§ **PROBLEM REQUIREMENTS**: Copy the listing below word for word, from the line containing "post in this lobby camera frame." through the end of the listing, both ends included. Leave the pictures out of your copy.

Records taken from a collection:
******************************

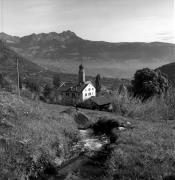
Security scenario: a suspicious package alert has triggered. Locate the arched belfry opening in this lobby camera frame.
[78,63,86,84]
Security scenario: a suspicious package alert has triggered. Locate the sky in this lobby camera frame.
[0,0,175,43]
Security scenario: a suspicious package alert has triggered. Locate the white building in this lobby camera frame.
[59,65,96,105]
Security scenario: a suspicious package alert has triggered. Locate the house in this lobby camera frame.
[58,64,96,105]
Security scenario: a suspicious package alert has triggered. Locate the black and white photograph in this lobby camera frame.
[0,0,175,180]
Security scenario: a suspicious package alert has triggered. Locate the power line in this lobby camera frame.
[16,57,20,97]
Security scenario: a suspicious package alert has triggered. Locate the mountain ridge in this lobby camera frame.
[0,30,175,78]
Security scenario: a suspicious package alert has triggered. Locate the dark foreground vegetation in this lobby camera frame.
[0,92,175,180]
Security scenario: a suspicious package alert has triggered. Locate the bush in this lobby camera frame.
[113,89,175,121]
[132,68,169,101]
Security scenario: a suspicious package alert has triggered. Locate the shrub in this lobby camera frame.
[132,68,168,101]
[53,74,61,87]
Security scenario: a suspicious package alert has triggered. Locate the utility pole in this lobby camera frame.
[16,57,20,97]
[1,0,4,32]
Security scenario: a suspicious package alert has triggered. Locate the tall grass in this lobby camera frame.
[113,89,175,121]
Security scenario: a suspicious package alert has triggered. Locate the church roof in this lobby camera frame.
[91,95,114,106]
[59,81,90,93]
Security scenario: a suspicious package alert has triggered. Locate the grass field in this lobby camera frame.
[0,92,175,180]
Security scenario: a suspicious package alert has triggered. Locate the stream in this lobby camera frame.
[56,121,124,180]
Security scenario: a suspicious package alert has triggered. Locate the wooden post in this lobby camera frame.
[16,58,20,97]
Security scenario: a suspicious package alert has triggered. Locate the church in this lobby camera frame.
[59,64,96,105]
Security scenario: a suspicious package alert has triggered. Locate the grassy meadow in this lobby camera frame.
[0,92,175,180]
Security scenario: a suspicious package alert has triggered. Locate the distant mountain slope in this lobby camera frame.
[0,31,175,78]
[0,41,45,79]
[158,62,175,85]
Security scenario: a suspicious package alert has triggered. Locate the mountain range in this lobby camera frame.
[0,40,50,80]
[0,31,175,78]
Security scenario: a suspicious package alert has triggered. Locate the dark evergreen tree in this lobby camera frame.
[95,74,101,94]
[132,68,168,101]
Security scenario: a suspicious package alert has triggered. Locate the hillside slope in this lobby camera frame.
[0,41,52,82]
[0,31,175,78]
[0,92,175,180]
[158,62,175,85]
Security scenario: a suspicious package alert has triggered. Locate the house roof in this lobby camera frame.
[59,81,91,93]
[91,95,114,106]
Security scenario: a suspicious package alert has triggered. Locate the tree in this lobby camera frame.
[95,74,101,94]
[53,74,61,88]
[0,73,4,87]
[132,68,168,101]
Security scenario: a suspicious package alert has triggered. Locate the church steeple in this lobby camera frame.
[78,64,85,84]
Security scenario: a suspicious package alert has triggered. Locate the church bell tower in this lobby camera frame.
[78,64,85,84]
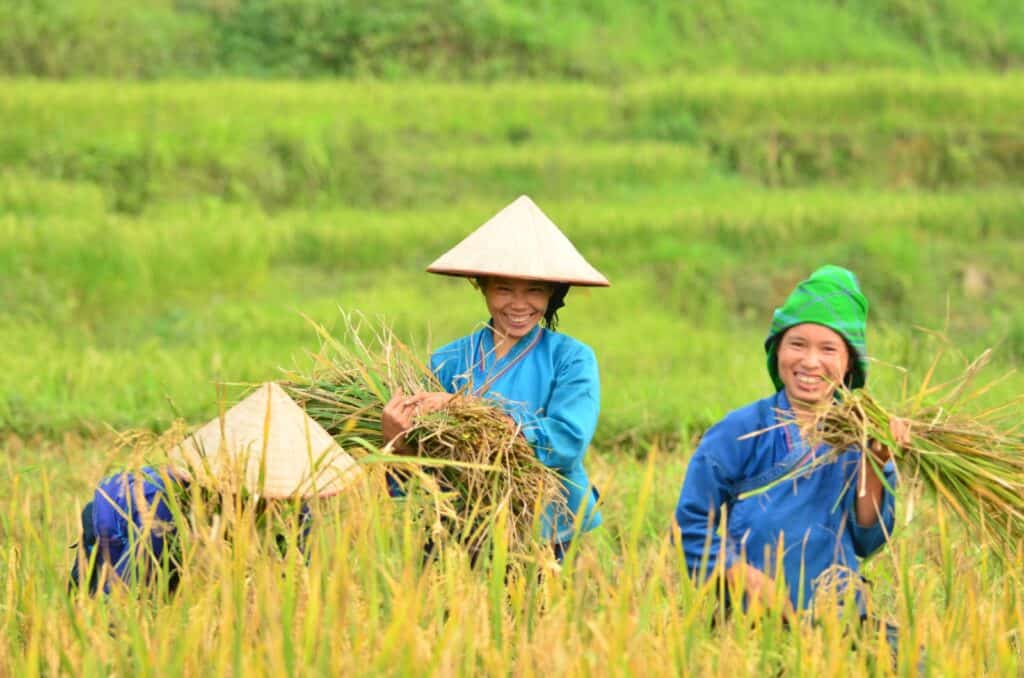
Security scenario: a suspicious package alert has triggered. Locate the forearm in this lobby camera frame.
[855,458,886,527]
[725,561,794,619]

******************************

§ **FINISHED EXERCISE**:
Security scenario: a suspicious package alert has triggered. Locate the wooden post in this lobby camera frame.
[16,58,20,97]
Security scenario: a suspicious package alert has triggered. Locate the church in this lobby camera frame.
[59,64,96,105]
Security scenario: a suspicious package alert has triggered. Locate the grassy meadow in this lobby camera frame.
[0,92,175,180]
Security scenario: a suspicious package alert has triggered. Locate the distant mountain slope in this lobby camera frame.
[0,31,175,78]
[0,41,45,79]
[158,62,175,85]
Security scenario: a suspicious package alert has triggered. Locate the mountain range in this lobby camera frame.
[0,40,50,80]
[0,31,175,78]
Security scenario: a suspicious package alert has triggered. Locate the dark evergreen tree in this lobby camera frame.
[95,74,101,94]
[132,68,168,101]
Security scenario: a suspicious package alert has triggered. Locate the hillside slope in this lobby camera frame.
[0,41,52,82]
[0,31,175,78]
[0,92,175,180]
[158,62,175,85]
Security scenario: a suspicious package alert has triggered. Locate the house roof in this lobby camera frame.
[59,81,91,93]
[91,95,114,106]
Security scenario: a suspicious package alert has triggered. Locate the tree in this lobby camera frame.
[95,74,101,94]
[53,74,61,88]
[0,73,4,87]
[132,68,168,101]
Security scenario: a suspicious package alert has triggered. Locate the church steeple in this lobby camera frame.
[78,64,85,84]
Security scenario: a suspicious package alert has triggered. Locate the church bell tower in this lobby camera frame.
[78,64,85,84]
Security scenario: a suspicious package alert has triggered. Locate the forearm in this lobby camera frame.
[855,458,886,527]
[725,561,794,619]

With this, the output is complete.